---------- MATERIAL SHOWN

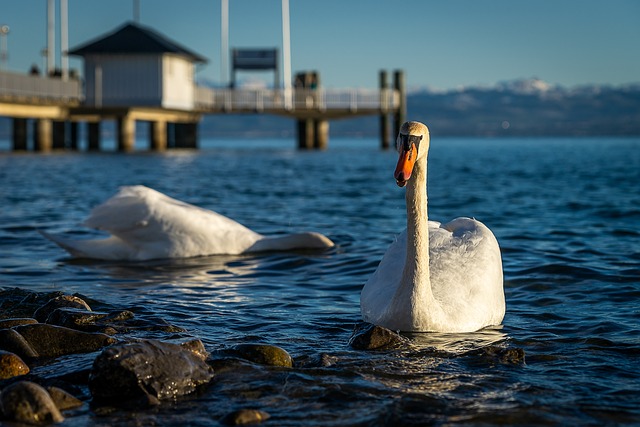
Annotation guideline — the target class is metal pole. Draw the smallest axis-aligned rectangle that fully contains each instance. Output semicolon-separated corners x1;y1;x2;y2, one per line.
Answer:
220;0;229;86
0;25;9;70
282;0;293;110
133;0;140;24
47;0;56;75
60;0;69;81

--------------------
---------- MATERIAL SHOWN

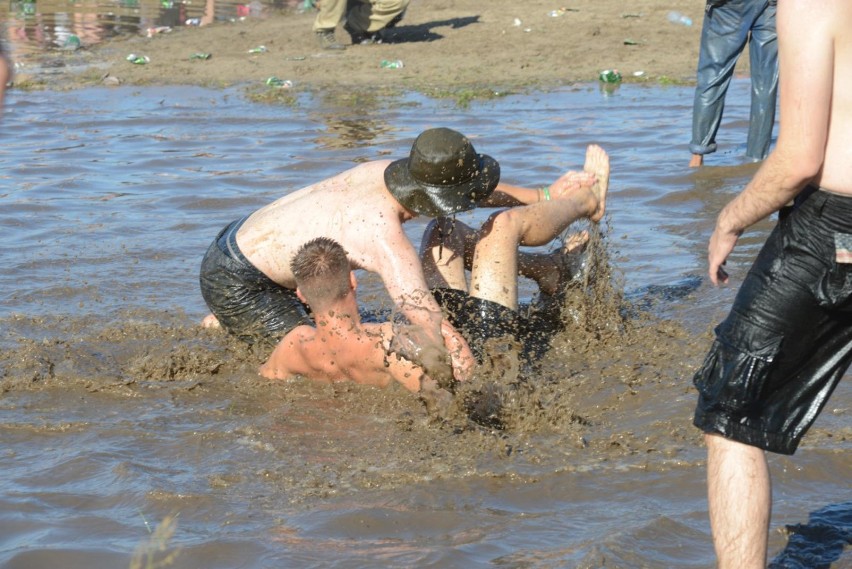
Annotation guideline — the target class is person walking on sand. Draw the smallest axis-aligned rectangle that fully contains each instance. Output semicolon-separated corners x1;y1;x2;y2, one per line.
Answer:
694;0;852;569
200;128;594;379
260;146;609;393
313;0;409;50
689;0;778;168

--------------------

Could you lay out the material as a Markdown table with the columns Row and Line, starting at the line containing "Annotation guideline — the target class is person" and running through the line containing "689;0;778;168", with both of those lines included? Number the rows and leave out any blank lines.

__ANSWER TO THIS EXERCISE__.
| Row | Line |
|---|---|
| 1 | Annotation guideline — the target class is person walking on sand. Draw the smallest axis-aligned rectangle that fully contains each instance. Output semicolon-separated corners x1;y1;x2;y2, one per line. |
| 2 | Answer: |
| 3 | 694;0;852;569 |
| 4 | 200;128;594;379 |
| 5 | 260;146;609;393 |
| 6 | 313;0;409;50 |
| 7 | 689;0;778;168 |